_COSA FARE_.
**a.** Quali nomi di luoghi geografici compaiono nel testo su Onorio Belussi e la Food Forest di Adro?
**b.** Prosegui il testo su Onorio Belussi e la Food Forest di Adro, partendo subito dopo la sua ultima frase.

_TESTO FORNITO_.
┄┄┄┄┄┄┄┄┄┄┄┄┄┄┄┄┄┄┄┄
Foreste commestibili e il metodo del non fare
#38 | La storia di Onorio Belussi e del paradiso terrestre di Adro
Ho incontrato Onorio Belussi in una gelida mattina di gennaio ad Adro, piccolo paese della Franciacorta, regione della Lombardia nota in tutto il mondo per le suggestive colline ricoperte di vigneti. La sua storia mi ha reso un pò più attenta a non rubricare troppo in fretta un paesaggio come “naturale” e più sensibile ai codici necessari per valutarne la vera bellezza.
Abbiamo parlato di Food Forest, agricoltura del “non fare”, paradisi terrestri, stili di vita orientati a stare bene e le rivoluzioni che servono per realizzarli davvero. Oltre ad altre cose che vi racconto qui.



Onorio ha 82 anni e nel 1989 ha dato vita a quella che oggi è conosciuta come la prima Food Forest italiana, o paradiso terrestre, come preferisce lui.
Nato nel 1942 in una famiglia contadina, nella casa più antica del comune di Adro, crescendo si accorge che il mondo contadino sta scomparendo e decide di abbandonare i campi per cercare lavoro altrove.
┄┄┄┄┄┄┄┄┄┄┄┄┄┄┄┄┄┄┄┄
_DATI DI PARTENZA_.
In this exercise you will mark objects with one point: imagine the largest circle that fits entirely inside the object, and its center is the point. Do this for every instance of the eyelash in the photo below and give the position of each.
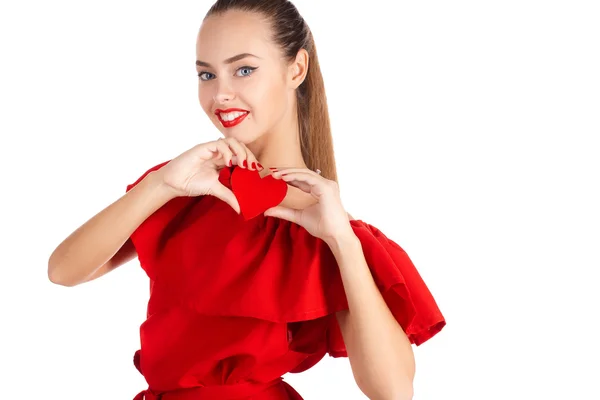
┄┄┄┄┄┄┄┄┄┄┄┄┄┄┄┄┄┄┄┄
_RISULTATI_.
**a.** Adro, Franciacorta, Lombardia

**b.**
Finché nel 1987, tra gli scaffali di un ufficio della cooperativa di sementi per cui lavorava, trova il libro che avrebbe cambiato la traiettoria della sua vita. Era “La rivoluzione del Filo di Paglia” di Masanobu Fukuoka (1913-2008), agricoltore e filosofo giapponese, ideatore di un metodo di agricoltura in grado di invertire la spinta degenerativa della coltivazione moderna. Tra le pagine di Fukuoka, Onorio capisce che la fatica che l’aveva indotto ad abbandonare la terra era evitabile e che, instaurando un rapporto di collaborazione con la Natura, si potevano ottenere più produzioni con minor fatica e costi.
Nel 1989, a quasi cinquant'anni, Onorio compra ad Adro 3.000 mq di terreno agricolo coltivato in modo tradizionale e inizia a coltivarlo col metodo naturale del "non fare", per dimostrare con i fatti che Fukuoka ha ragione.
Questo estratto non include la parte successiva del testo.